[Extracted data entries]
>>>>

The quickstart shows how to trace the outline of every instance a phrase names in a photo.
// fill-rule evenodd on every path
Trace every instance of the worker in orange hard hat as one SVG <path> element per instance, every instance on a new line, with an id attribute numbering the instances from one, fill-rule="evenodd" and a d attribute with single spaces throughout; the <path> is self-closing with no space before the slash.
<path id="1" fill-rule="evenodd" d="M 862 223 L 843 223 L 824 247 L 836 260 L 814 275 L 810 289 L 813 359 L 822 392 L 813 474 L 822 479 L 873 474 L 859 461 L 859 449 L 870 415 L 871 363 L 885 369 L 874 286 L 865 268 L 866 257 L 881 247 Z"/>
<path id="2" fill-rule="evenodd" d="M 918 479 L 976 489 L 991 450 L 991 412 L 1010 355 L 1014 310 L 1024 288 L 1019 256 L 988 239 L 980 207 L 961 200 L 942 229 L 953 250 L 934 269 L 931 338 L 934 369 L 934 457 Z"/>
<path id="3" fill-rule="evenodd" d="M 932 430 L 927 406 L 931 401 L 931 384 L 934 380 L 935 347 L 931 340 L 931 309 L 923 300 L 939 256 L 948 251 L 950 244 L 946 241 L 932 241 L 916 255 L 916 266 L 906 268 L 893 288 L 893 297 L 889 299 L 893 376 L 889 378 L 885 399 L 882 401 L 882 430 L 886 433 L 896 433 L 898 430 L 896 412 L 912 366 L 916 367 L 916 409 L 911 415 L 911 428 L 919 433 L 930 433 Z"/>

<<<<

#### Required work:
Turn every line in the rows above into a numbered list, leaving out any blank lines.

#### Written response:
1. The quickstart shows how to trace the outline of every instance a phrase names in a photo.
2. // fill-rule evenodd on every path
3. Trace every instance of the worker in orange hard hat as one SVG <path> element per instance, every instance on a new line, with an id attribute numbering the instances from one, fill-rule="evenodd" and a d attribute with single spaces throughout; the <path> is self-closing with no space before the slash.
4. <path id="1" fill-rule="evenodd" d="M 862 223 L 843 223 L 824 247 L 836 260 L 814 275 L 810 289 L 813 359 L 822 392 L 813 474 L 822 479 L 873 474 L 859 461 L 859 449 L 870 415 L 871 363 L 885 369 L 874 286 L 865 268 L 866 257 L 881 247 Z"/>
5. <path id="2" fill-rule="evenodd" d="M 918 479 L 976 489 L 991 450 L 991 412 L 1010 355 L 1014 310 L 1024 288 L 1019 256 L 988 239 L 980 207 L 961 200 L 942 229 L 953 250 L 934 269 L 931 338 L 934 369 L 934 457 Z"/>
6. <path id="3" fill-rule="evenodd" d="M 932 430 L 927 406 L 931 401 L 931 384 L 934 380 L 935 347 L 931 340 L 931 309 L 923 300 L 939 256 L 948 251 L 950 244 L 946 241 L 932 241 L 916 255 L 916 266 L 906 268 L 893 288 L 893 297 L 889 299 L 893 376 L 889 378 L 885 399 L 882 401 L 882 430 L 886 433 L 896 433 L 898 430 L 896 412 L 912 366 L 916 367 L 916 409 L 911 415 L 911 428 L 919 433 L 930 433 Z"/>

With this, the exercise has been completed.